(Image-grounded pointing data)
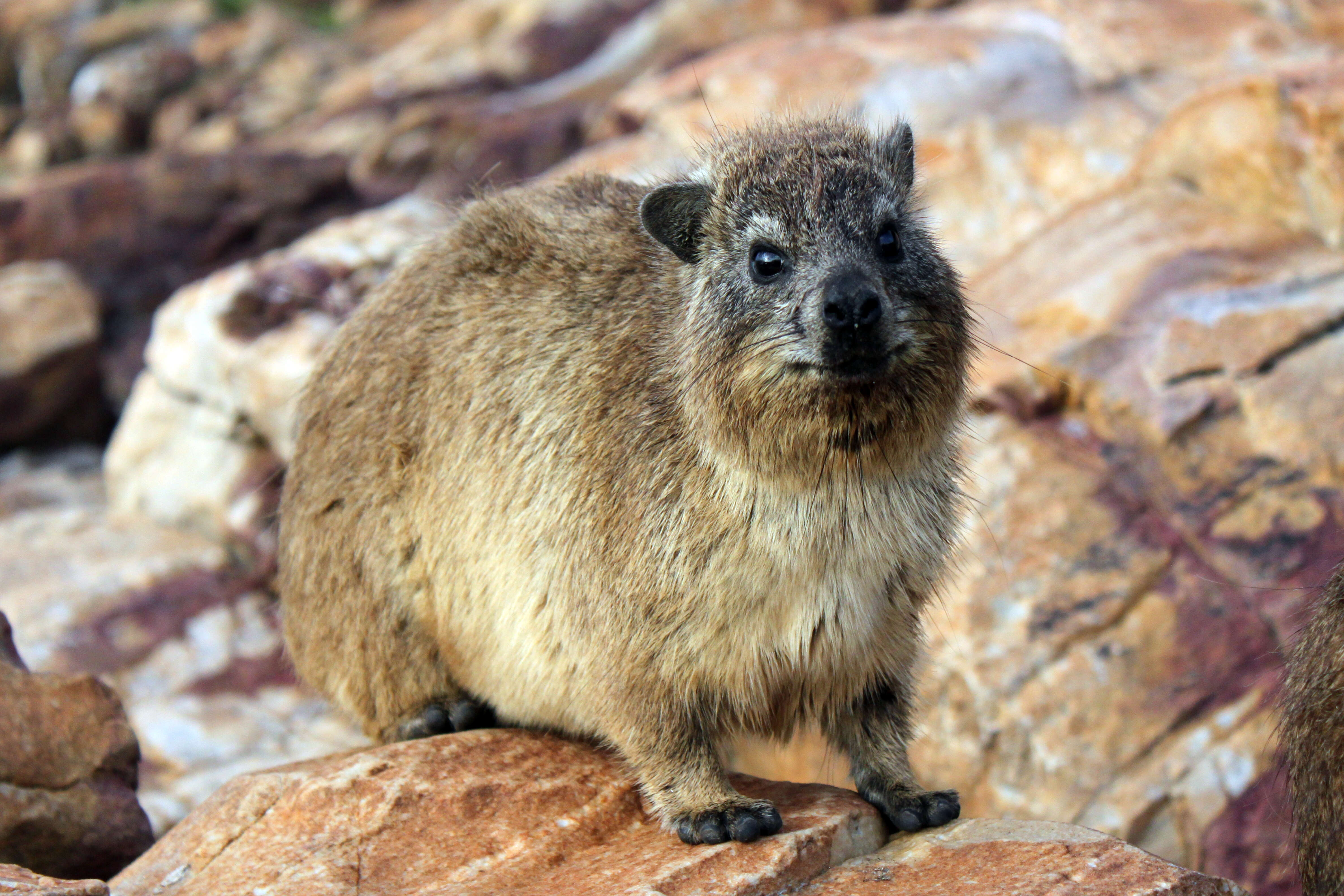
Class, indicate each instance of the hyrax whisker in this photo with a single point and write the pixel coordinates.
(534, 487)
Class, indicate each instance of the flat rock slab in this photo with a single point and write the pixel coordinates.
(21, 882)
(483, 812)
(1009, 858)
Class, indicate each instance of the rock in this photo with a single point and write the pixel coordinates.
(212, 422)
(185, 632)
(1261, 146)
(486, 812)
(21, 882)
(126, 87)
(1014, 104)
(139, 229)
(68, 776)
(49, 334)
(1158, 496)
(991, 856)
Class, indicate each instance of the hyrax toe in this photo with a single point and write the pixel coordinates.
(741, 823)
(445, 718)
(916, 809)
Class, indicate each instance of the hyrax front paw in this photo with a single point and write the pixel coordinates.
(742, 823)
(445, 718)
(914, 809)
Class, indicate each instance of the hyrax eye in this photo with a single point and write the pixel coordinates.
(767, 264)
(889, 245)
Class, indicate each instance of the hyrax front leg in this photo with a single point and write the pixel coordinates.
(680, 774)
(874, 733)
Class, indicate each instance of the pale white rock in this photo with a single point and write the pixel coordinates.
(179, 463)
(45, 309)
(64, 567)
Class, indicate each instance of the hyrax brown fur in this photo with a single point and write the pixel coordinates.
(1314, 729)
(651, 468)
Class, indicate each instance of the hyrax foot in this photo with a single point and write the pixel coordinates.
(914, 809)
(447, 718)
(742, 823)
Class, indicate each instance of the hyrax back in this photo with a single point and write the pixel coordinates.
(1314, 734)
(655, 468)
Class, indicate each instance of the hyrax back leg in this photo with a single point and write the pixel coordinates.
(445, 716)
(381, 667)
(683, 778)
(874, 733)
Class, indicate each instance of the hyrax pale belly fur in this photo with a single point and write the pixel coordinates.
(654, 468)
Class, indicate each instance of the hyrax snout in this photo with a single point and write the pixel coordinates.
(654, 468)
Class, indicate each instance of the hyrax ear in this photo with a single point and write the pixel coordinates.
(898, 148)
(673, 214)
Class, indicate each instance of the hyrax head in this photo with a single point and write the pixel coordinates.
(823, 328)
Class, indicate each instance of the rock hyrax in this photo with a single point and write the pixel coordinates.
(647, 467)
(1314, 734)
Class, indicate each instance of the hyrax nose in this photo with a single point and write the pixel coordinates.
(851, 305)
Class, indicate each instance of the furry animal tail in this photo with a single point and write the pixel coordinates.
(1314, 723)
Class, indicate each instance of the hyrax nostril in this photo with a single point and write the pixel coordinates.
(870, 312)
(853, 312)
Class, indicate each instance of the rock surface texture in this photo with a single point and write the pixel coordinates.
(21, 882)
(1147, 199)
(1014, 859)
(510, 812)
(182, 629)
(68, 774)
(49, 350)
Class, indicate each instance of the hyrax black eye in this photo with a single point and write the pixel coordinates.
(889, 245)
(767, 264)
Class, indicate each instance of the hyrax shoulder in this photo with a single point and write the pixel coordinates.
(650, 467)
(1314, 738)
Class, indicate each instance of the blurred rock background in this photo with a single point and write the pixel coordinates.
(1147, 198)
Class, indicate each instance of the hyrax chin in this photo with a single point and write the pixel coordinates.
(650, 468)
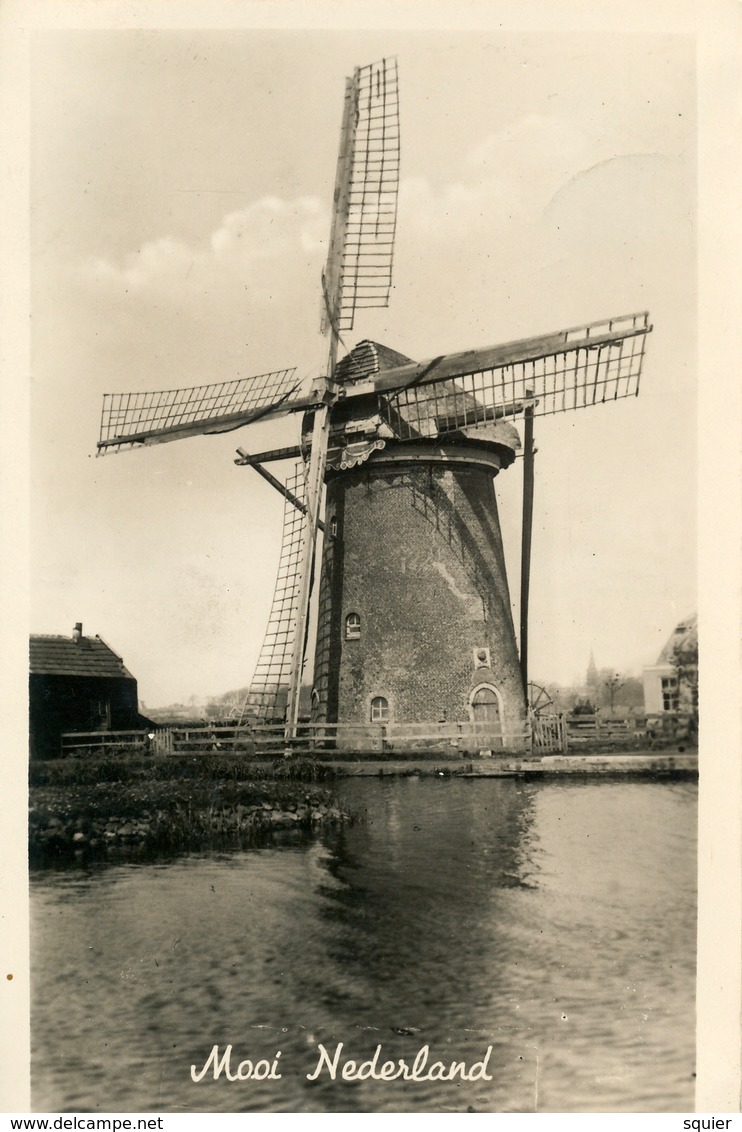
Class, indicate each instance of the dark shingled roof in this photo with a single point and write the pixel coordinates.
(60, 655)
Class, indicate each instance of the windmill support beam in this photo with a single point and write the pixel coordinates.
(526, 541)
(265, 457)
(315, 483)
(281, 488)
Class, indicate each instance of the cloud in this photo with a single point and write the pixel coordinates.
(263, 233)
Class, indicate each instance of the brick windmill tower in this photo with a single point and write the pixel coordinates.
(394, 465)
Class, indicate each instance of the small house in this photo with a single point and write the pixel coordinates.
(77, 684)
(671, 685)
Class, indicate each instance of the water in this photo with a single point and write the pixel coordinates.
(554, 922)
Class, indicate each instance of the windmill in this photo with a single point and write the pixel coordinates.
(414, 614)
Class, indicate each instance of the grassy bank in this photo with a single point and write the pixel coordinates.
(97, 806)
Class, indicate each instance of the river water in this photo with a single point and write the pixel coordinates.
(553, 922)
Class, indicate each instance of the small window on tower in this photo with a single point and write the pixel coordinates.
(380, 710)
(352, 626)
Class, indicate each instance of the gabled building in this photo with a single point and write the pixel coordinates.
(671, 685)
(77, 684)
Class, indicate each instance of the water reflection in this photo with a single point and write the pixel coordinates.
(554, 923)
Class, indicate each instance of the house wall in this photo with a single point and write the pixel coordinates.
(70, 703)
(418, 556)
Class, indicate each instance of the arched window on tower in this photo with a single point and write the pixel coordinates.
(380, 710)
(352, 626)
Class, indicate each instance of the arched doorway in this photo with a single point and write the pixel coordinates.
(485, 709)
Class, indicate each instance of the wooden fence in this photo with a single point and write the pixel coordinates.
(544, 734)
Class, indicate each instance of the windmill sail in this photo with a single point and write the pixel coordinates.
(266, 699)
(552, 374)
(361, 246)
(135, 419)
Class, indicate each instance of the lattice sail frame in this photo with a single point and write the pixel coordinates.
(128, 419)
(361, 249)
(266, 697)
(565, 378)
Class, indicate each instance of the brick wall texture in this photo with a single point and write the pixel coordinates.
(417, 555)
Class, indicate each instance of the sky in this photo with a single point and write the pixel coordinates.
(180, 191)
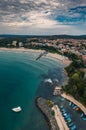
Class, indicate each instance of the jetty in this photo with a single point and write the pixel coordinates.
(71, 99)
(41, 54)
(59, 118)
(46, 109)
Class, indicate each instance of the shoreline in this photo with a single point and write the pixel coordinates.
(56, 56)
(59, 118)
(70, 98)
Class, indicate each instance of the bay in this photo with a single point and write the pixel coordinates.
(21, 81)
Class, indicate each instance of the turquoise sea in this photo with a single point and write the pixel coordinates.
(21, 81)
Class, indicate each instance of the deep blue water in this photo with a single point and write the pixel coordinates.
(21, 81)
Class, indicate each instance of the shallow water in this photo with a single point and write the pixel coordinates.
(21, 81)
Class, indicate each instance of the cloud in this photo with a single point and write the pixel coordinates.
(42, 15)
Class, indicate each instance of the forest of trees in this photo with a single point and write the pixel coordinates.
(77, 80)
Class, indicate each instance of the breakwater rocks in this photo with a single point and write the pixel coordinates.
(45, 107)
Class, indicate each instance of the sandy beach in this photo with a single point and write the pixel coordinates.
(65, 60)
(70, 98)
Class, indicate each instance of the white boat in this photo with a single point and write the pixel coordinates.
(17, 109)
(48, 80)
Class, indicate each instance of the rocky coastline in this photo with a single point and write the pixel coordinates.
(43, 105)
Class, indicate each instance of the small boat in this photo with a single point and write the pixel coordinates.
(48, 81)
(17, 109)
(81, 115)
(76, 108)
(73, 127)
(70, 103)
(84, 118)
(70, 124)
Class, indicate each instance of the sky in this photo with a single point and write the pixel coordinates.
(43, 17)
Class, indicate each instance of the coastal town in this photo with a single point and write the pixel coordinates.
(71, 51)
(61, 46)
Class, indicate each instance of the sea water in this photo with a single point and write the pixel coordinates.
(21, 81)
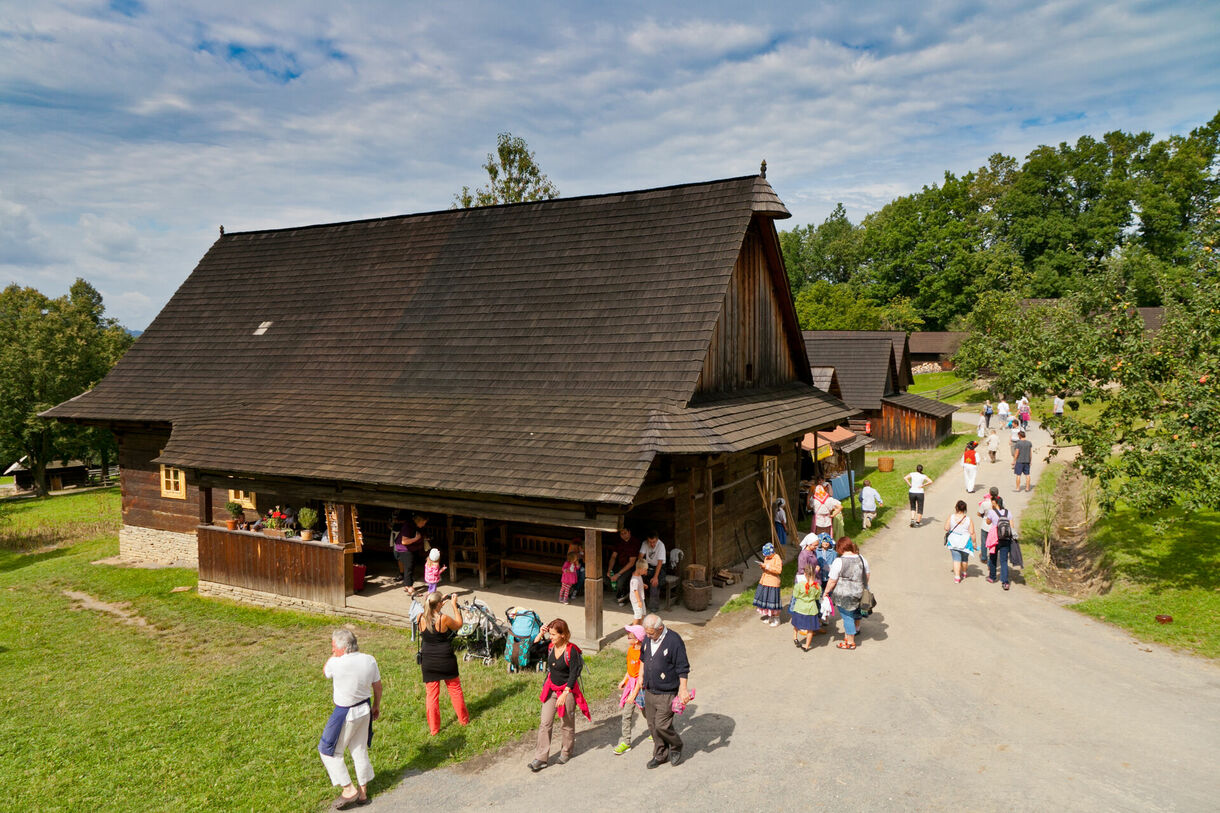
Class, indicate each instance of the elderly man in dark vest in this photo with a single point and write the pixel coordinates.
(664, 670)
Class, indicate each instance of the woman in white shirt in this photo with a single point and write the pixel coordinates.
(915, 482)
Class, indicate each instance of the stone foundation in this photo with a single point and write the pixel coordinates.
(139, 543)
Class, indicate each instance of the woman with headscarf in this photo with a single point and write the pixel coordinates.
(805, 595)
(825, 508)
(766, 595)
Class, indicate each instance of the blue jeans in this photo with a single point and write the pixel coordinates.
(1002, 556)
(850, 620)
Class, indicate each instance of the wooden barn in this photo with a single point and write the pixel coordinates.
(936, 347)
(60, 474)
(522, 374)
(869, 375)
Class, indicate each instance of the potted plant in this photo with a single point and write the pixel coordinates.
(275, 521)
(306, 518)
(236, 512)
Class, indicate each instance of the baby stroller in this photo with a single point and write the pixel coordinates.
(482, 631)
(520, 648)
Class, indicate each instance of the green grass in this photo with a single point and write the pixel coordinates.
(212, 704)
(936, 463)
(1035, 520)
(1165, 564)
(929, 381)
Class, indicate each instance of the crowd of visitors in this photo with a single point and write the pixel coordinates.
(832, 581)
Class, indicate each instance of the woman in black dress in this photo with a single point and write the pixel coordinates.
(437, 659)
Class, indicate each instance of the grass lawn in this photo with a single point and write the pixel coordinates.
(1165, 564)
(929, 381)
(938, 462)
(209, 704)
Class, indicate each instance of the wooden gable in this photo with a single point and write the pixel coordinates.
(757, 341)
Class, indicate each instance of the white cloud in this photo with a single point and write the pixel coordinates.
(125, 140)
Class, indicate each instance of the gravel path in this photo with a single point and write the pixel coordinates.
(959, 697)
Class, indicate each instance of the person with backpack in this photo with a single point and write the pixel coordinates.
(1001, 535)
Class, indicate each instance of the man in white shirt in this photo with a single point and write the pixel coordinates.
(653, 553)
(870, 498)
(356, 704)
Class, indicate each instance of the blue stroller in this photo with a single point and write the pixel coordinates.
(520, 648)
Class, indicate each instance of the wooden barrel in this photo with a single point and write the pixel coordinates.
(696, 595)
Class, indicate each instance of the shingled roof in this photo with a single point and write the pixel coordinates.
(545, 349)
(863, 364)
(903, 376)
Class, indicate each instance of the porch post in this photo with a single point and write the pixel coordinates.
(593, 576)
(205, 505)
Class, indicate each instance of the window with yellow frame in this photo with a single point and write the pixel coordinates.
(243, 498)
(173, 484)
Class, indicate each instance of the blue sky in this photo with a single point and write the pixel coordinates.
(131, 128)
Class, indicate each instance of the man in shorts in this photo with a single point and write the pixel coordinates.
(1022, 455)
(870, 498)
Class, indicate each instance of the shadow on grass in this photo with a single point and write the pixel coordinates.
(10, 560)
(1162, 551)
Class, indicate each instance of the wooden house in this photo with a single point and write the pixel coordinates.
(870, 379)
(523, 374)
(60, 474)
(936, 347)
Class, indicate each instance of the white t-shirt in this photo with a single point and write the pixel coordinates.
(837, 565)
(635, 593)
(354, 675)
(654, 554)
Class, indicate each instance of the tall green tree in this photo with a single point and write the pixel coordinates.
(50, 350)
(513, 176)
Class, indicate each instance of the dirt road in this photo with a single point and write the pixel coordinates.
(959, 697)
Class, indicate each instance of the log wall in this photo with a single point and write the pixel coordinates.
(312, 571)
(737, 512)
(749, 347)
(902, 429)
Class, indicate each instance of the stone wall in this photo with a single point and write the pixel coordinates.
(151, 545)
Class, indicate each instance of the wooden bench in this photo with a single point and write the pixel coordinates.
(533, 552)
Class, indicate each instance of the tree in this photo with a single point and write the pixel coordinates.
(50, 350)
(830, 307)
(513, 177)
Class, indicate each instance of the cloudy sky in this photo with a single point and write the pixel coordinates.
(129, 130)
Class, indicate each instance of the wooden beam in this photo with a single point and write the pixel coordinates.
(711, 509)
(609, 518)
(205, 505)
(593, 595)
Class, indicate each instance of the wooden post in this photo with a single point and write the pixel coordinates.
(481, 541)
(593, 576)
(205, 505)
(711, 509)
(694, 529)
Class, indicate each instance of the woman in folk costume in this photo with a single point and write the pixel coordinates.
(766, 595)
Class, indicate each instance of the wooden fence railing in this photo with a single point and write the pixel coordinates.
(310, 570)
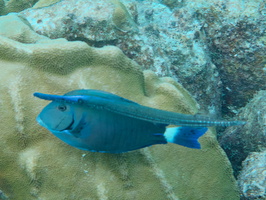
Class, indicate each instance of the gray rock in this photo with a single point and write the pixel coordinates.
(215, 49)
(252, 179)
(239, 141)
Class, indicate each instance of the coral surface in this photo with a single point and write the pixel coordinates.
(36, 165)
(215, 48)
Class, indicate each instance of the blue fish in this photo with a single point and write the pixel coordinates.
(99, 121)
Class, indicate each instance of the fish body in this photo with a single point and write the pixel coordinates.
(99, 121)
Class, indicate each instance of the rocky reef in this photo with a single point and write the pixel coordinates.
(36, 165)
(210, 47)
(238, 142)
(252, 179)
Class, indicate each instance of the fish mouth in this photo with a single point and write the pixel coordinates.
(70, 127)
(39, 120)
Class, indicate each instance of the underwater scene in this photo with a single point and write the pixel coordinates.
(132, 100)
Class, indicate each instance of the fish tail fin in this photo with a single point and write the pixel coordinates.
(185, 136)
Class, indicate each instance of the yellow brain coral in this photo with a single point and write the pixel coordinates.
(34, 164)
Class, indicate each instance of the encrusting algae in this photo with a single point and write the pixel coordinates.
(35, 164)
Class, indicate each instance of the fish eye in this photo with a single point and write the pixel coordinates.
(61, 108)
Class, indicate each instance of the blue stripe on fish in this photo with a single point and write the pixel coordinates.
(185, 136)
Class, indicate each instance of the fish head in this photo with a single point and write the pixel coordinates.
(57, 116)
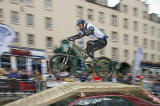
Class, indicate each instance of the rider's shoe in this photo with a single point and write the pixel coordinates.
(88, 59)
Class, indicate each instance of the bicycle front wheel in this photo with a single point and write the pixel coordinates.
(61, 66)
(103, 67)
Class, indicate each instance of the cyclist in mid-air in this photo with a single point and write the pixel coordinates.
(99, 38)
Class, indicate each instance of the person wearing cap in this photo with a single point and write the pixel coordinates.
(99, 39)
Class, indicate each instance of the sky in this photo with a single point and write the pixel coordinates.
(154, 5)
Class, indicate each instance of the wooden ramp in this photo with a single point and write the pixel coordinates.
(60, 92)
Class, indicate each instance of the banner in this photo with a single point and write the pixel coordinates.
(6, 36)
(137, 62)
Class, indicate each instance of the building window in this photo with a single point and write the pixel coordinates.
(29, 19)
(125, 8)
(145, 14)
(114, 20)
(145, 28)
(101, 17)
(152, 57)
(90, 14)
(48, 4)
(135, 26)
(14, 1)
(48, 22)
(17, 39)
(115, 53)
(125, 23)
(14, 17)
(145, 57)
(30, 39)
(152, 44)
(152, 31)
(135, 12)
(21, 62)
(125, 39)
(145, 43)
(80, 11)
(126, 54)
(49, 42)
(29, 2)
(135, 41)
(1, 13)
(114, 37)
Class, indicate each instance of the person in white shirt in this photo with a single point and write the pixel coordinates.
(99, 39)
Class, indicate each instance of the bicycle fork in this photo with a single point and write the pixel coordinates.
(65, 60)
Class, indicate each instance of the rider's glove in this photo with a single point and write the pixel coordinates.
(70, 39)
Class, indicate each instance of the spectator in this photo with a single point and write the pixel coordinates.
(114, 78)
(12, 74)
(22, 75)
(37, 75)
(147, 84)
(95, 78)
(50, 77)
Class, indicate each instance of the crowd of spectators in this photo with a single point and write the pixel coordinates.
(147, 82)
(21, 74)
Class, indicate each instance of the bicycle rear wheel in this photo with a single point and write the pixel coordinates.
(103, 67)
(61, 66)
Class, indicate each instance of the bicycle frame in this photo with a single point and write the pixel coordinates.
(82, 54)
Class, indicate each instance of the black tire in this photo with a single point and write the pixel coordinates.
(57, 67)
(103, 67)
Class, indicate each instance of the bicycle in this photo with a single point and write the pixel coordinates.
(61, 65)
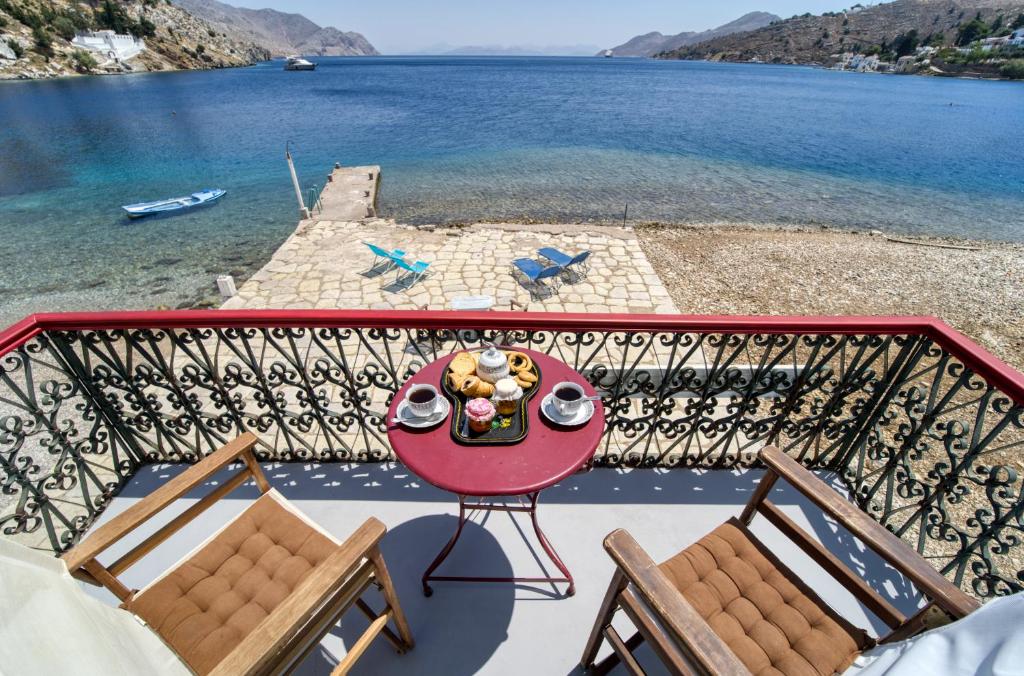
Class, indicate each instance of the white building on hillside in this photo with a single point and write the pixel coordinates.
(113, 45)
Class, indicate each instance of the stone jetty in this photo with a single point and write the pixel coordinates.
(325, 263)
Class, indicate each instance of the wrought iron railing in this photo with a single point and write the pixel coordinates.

§ **Work item**
The required output is every line of the entries, starting at the one that contains "Class, indicate each instance of the white building" and ending at the last, copied exactly.

§ **Answer**
Class, indicate each instance of the white building on hillside in this photo with a single point and write the pixel coordinates.
(113, 45)
Class, indicate each instance of the stone jetty in this photo with a single point and write the pixel coordinates.
(325, 263)
Class, indicate each instance of the wrought iron railing in this photo with a single point and write the pixel coordinates.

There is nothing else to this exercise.